▸ **What needs to be done**: Please output each line of the data exactly as it appears.

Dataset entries
────────

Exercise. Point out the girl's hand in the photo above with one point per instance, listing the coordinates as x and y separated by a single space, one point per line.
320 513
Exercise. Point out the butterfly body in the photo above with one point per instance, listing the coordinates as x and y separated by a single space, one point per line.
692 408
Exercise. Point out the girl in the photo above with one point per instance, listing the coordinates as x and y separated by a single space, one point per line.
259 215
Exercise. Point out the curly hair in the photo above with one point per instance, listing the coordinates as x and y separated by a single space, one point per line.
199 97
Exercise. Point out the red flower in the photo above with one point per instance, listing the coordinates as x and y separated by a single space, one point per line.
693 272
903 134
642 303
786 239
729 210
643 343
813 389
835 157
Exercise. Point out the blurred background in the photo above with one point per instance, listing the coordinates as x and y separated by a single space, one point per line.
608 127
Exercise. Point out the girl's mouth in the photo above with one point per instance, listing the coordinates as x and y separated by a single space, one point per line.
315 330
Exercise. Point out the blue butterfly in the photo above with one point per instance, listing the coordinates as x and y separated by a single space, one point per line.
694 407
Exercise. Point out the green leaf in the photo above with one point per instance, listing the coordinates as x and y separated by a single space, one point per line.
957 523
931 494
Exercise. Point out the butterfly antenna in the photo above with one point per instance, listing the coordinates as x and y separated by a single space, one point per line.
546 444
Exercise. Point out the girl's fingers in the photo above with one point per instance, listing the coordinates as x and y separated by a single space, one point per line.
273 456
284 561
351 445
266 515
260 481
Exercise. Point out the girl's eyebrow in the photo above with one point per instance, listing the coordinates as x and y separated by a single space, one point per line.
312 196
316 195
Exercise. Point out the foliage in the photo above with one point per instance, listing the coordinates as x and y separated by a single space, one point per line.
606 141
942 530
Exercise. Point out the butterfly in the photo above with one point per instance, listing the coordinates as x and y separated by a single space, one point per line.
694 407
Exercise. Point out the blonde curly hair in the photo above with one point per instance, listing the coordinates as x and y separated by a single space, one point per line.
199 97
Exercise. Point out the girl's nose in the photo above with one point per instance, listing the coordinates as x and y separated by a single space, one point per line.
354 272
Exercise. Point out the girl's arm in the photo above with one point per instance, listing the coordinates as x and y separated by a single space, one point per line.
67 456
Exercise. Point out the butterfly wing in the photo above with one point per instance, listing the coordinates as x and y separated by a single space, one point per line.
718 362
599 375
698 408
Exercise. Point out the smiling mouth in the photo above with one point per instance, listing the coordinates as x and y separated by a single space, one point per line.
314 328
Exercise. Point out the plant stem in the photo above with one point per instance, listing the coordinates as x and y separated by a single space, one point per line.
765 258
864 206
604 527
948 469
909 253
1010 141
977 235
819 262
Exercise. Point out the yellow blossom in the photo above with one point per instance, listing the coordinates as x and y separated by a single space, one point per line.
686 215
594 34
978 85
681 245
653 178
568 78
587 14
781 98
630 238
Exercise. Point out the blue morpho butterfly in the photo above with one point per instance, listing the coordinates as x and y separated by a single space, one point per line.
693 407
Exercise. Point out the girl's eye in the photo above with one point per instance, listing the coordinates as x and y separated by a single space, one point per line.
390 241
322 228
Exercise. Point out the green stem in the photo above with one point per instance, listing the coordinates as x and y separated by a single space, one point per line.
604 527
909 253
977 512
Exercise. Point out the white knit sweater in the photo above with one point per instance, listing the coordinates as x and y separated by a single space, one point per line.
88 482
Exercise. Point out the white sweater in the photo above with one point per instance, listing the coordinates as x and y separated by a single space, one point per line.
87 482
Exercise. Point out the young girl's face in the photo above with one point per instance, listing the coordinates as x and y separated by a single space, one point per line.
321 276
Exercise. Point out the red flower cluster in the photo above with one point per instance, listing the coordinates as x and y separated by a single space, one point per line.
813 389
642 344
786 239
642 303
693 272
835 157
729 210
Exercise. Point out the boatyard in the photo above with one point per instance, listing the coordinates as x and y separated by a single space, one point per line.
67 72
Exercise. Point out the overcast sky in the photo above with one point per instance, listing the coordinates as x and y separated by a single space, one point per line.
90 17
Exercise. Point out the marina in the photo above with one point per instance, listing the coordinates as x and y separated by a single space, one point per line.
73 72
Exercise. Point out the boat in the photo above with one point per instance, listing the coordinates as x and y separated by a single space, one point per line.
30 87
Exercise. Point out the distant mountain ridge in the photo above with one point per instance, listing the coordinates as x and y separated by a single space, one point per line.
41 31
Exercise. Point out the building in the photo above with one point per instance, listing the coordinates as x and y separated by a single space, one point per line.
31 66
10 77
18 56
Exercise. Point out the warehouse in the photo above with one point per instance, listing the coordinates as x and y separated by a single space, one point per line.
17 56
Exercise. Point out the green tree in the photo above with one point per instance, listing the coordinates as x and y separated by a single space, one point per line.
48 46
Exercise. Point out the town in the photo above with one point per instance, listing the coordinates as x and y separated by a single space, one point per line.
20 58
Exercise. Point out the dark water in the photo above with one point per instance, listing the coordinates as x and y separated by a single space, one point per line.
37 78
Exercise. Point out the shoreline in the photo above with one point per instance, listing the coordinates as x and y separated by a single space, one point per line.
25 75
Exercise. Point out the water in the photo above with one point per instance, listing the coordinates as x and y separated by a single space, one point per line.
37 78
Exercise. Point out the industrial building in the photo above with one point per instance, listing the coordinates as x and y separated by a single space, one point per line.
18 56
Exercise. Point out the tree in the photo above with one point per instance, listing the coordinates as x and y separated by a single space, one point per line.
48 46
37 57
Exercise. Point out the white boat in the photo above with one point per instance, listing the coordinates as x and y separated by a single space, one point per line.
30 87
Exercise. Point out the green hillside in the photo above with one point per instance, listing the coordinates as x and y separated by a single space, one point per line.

────────

▸ **Answer to the problem**:
Exercise. Point out the girl's hand in the photo above with one point per instance, listing the coordinates as x and y separated by a single space, one point per line.
320 513
Exercise. Point out the butterfly body in the photo above with one point per instance, listing the coordinates as x and y separated by a single space, one point per line.
692 408
Exercise. Point out the girl in the photo above with one point per instance, listing the coordinates as x and y separated by a single space, one point per line.
259 215
Exercise. Point out the curly hair in the photo above with one point per instance, listing the coordinates as x and y separated by a single space, one point per line.
199 97
Exercise. Point out the red flower in the photo above with one point per instance, listing the coordinates as x and y separated by a single space, one point per line.
693 272
903 134
642 303
786 239
729 210
643 343
813 389
835 157
Exercise. Point out the blurred background in the photo above with one point per instance, listing the coordinates as x and y separated by a single space, one point per line.
608 127
Exercise. Point out the girl's mouth in the photo above with one point per instance, listing the coordinates as x and y separated by a single space, one point per line.
315 330
Exercise. Point out the blue butterfly in the photo above with one point per instance, listing the coordinates as x and y separated by a single space, one point per line.
694 407
Exercise. Point out the green leaf in the photo above with one point per instance, listing the coordinates as x and y separated by a single space, one point per line.
957 523
931 494
Exercise. Point out the butterfly antenna in the photo above with one point per instance, listing the coordinates as x and y separated by a single space, one point per line.
546 444
Exercise. Point out the girl's fingers in the photo above with one point per instance, listing the coordinates as x and y separated by a single space, one point per line.
273 456
284 561
351 445
266 515
260 481
Exercise. Point out the girl's eyebrow in the photo above with one point per instance, listing the coordinates as x and y separated by a single space, one point per line.
312 196
316 195
Exercise. Point out the foliage in the photo above with one point per instance, listing the coordinates as x and y separated by a single space, one point per line.
606 141
942 530
Exercise. Point out the butterfly in the photo above with one point per instance, listing the coordinates as x and y separated by a single space, one point per line.
694 407
Exercise. Point out the blonde curly hair in the photo above with one point per instance, listing the coordinates as x and y separated by a single space, one point per line.
199 97
Exercise. Point out the girl's nose in the photo above with one point per instance, listing the coordinates as x and y separated by a single space, one point per line.
354 272
Exercise. Point out the girl's arm in the photo above with one point per instance, listing the coordinates as x and y separated by a single space, one point per line.
67 456
Exercise. Point out the butterfly wing in the photo above with one point per instance, listing the coordinates as x and y separated by a single space, one point per line.
718 362
599 375
698 408
Exercise. Point out the smiling mouth in the photo above with one point per instance, listing the coordinates as x and y separated by a single space, one point per line.
314 328
Exercise. Point out the plant stem in the photo above with one point per instance, listing the coordinates as x and y separated by a single space, one point per line.
765 258
864 206
604 527
948 469
909 253
1010 141
977 235
819 262
Exercise. Point out the yellow blossom in the photo above with one point per instance, listing the coordinates as x and y separated by a single space, one point per line.
686 215
594 34
978 85
681 245
653 178
568 78
587 14
781 98
630 238
Exercise. Point out the blue morpho butterfly in the photo above with one point per instance, listing the coordinates as x and y separated by a single space, one point per line.
693 407
Exercise. Point out the girl's eye in the photo above with one point per instance, listing the coordinates as x and y separated by a single space, one point per line.
390 241
322 228
Exercise. Point out the green stem in the photo above with one point per instance, listing the coordinates as x and y separated by a single space, one point per line.
604 527
909 253
977 512
Exercise. Point out the white knit sweater in the photo above with one point per instance, listing the coordinates as x and y separated by a single space, one point per line.
88 482
Exercise. Point out the white sweater in the photo above with one point per instance, listing the coordinates as x and y separated by a single space, one point per line.
87 482
Exercise. Point out the young girl's face in the photo above with one point per instance, listing the coordinates as x and y separated by a single space, one point per line.
321 276
Exercise. Point out the red flower cluster in the photo above with one point per instance, listing the coordinates as x and y separated by a single space, one point per line.
813 389
642 344
786 239
642 303
693 272
835 157
729 210
Exercise. Point out the boatyard in the photo above with one point per instance, listing the coordinates as x and y separated by a single space, one point per line.
67 72
Exercise. Point out the overcast sky in the photo above with one point per instance, listing the coordinates as x and y separated by a single space, one point per line.
90 17
Exercise. Point out the marina in the photo above with one point per instance, listing the coordinates as x and y separated by a single space, one point per line.
73 72
Exercise. Point out the boat in the photo above with one point per instance, listing the coordinates as x and y separated by a single space, one point per line.
30 87
Exercise. Point out the distant mountain ridge in the photo above with one point per instance, listing the coordinates as x and y separated by a single space, one point per line.
41 31
Exercise. Point out the building in the photo above with one point per instance, listing the coordinates as x and y separated by a single space, one point per line.
31 66
10 77
18 56
Exercise. Point out the warehouse in the photo above with one point per instance, listing the coordinates as x and y separated by a single space, one point per line.
17 56
Exercise. Point out the green tree in the photo above with one point per instance, listing the coordinates as x and y separated by a single space, one point per line.
48 46
Exercise. Point out the town in the photo above with one point per instance, listing the coordinates as x and y separated by a single space, one point per line.
20 58
Exercise. Point out the dark water in the photo above with one point per instance, listing the coordinates as x and y separated by a single space, one point per line.
37 78
Exercise. Point out the shoreline in the photo above with one point per instance, listing the coordinates as x and y separated by a single space, one point per line.
25 75
Exercise. Point out the water in the photo above with one point per instance, listing the coordinates as x and y separated by a single space, one point per line.
37 78
Exercise. Point out the industrial building in the photo above with one point per instance, listing the coordinates as x and y separated by a single space, one point per line.
18 56
Exercise. Point out the tree in the photo above with one point per instance, listing the coordinates as x and y separated by a single space, one point per line.
48 46
37 57
Exercise. Point out the white boat in the photo above with one point per instance, listing the coordinates as x and y separated by a single space, one point per line.
30 87
Exercise. Point out the green hillside in the photo above with one point per instance, listing the coordinates as x and y separated by a single space, one point per line.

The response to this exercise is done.